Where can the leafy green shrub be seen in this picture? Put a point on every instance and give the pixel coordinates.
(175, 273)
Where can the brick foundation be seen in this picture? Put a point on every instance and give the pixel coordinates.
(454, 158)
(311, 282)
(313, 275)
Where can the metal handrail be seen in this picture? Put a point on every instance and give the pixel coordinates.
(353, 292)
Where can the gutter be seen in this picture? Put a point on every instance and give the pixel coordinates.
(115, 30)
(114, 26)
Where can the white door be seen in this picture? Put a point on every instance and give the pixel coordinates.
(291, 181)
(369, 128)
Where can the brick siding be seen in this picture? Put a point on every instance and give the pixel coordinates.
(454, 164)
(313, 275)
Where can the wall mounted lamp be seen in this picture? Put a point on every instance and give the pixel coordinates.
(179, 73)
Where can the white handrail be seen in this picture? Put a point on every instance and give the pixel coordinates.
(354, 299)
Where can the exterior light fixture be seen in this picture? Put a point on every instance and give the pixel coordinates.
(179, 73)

--

What you will do: Starting at the line that contains "Where can the gutter" and ending with the final line of the data, give those lines as a numbered list with blank lines omitted.

Exercise output:
1. Where can the gutter be seen in this picture? Put a point on every instance and give the pixel coordinates.
2. (115, 30)
3. (114, 26)
4. Where can the white door be seen in this picture? Put a point on every instance and give the pixel coordinates.
5. (291, 181)
6. (369, 128)
7. Where can the brick siding be seen in this picture? Put a point on every instance and give the pixel coordinates.
8. (454, 164)
9. (313, 275)
10. Where can the wall mounted lamp be seen in this picture? Put a point on every instance and give the pixel coordinates.
11. (179, 73)
12. Where can the white handrail be seen in this picture? Put a point on every instance and give the pixel coordinates.
13. (354, 299)
14. Where can the exterior light fixture be seen in this picture? Put a point on every instance and give the pixel coordinates.
15. (179, 73)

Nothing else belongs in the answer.